Wednesday, June 2, 2010

Unity and the Son of God

Who am I and Why am I Here?                                                                                                                                                    
We began  Sunday's forum with these two questions and moved on to Unity's take on Jesus Christ, among other topics.  If we keep in mind the statement that "I am a spiritual being having a human experience", then we know that the answer to the question "Who am I?" is not our earthly name at all nor is the correct answer to "Why am I here?" a description of the 9 to 5 job which pays the bills.

"For as many as are led by the Spirit of God, these are sons of God.
The Spirit Himself bears witness with our spirit that we are children of God, and if children, then heirs--heirs of God and joint heirs with Christ."  Ro.8:15-17

We, as the children of God, were created in the image of God with the potential to be like God.  That is the promise of the creation story in Genesis.  Yet, over the ages, it became clear that the Chosen, the Children of Israel, didn't get it.  And as time passed, the Law and the Prophets  became a barrier to the direct experience of God.  Early on in Matthew, Jesus said:

Do not think that I came to destroy the Law or the Prophets. I did not come to destroy but to fulfill.

Jesus was the first born of God in that He was the first to fulfill the promise:  He was Man and Christ in one being.  And this is what we are called to do--to know God and to express more of God in all that we do.  Jesus is our teacher by Word and by example.  He came to teach our true relationship to God as Father, in our midst, wholly present in His creation.  He did not come to create another church to set up barriers between God and man.
If we would be more like Jesus, then we must follow His example, as Charles Fillmore wrote in Talks on Truth:

The way to do this is the way Jesus did it. He acknowledged Himself to be the Son of God.  The attainment of the Christ consciousness calls for nothing less on our part than a definite recognition of ourselves as sons of God right here and now, regardless of appearances to the contrary.

Data extract.
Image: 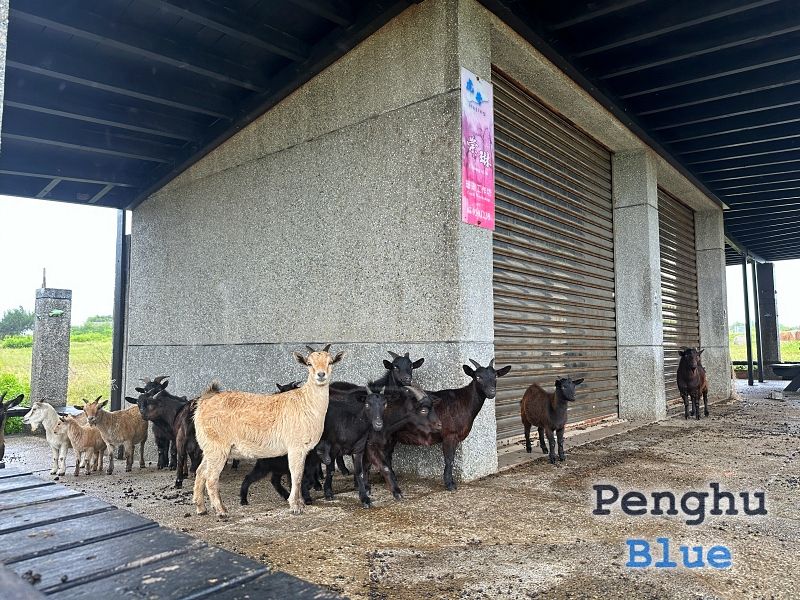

To do.
a – Using the post on Unity and the Son of God, decide whether each statement agrees with it. Answer yes or no for each, quoting the words that settle it.
(i) The forum described in the post took place on a Sunday.
(ii) Jesus came to set up another church.
(iii) The quoted passage by Charles Fillmore comes from Talks on Truth.
b – Copy the post on Unity and the Son of God between "Jesus was the" and "God and man.", inclusive.
c – List every book of the Bible that the post on Unity and the Son of God names or cites.

Answer list.
a –
(i) Yes: "We began  Sunday's forum with these two questions"
(ii) No: "He did not come to create another church to set up barriers between God and man."
(iii) Yes: "as Charles Fillmore wrote in Talks on Truth"

b –
Jesus was the first born of God in that He was the first to fulfill the promise:  He was Man and Christ in one being.  And this is what we are called to do--to know God and to express more of God in all that we do.  Jesus is our teacher by Word and by example.  He came to teach our true relationship to God as Father, in our midst, wholly present in His creation.  He did not come to create another church to set up barriers between God and man.

c –
- Romans (cited as "Ro.8:15-17")
- Genesis
- Matthew